━━ Supplied material

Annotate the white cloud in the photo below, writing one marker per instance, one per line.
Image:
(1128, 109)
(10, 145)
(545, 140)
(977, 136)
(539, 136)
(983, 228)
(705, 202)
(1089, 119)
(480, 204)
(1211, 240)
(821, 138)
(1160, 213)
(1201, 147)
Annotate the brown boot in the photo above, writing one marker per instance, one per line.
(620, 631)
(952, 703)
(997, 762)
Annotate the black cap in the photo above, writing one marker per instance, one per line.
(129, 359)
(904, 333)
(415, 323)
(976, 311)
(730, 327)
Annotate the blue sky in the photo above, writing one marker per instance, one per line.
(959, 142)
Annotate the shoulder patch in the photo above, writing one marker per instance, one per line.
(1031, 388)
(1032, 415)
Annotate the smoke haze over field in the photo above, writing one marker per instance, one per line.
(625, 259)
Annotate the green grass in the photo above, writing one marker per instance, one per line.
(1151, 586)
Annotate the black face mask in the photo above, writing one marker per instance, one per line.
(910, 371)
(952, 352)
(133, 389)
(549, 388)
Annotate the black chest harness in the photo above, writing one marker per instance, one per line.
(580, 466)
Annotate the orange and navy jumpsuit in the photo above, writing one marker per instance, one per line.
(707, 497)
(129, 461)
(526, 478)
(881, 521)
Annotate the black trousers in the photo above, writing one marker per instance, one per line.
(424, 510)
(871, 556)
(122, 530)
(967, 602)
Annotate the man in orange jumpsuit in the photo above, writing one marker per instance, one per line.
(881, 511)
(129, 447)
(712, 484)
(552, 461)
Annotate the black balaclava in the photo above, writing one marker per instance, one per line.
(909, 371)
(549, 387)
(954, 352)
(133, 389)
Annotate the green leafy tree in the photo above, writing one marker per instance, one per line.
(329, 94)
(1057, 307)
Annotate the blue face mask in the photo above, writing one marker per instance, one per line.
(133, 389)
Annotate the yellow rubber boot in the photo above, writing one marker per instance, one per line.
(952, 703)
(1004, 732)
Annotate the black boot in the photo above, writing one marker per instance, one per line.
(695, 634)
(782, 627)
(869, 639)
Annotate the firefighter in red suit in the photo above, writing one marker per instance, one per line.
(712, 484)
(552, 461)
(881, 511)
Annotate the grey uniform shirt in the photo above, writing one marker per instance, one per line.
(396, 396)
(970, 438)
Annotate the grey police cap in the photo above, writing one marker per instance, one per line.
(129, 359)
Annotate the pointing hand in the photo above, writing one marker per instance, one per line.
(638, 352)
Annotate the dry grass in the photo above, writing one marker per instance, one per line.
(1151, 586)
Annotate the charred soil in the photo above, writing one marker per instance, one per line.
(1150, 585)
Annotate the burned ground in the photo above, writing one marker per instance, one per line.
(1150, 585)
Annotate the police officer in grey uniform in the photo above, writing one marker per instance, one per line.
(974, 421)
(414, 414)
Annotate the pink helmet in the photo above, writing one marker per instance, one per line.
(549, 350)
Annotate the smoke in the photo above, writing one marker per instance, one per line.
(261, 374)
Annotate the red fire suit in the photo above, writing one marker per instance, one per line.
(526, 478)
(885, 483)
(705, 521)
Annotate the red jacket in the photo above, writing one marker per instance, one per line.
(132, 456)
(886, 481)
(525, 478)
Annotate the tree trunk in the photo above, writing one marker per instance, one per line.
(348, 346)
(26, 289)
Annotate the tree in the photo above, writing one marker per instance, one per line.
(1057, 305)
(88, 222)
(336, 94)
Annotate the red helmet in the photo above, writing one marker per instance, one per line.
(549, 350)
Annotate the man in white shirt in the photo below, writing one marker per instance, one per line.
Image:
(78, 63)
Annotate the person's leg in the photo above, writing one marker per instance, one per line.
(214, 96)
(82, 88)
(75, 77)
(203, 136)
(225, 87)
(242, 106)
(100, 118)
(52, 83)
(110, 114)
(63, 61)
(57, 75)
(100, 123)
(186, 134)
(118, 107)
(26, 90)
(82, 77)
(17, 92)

━━━━

_Assignment_. Wherever the word "below" turns up in a line of the entries above, copy that line.

_Exercise response_.
Annotate the white cloud in the photo below, writing one marker per instance, one per line.
Annotate the man in white shirt in the photo below, writing one marker per instance, one per line.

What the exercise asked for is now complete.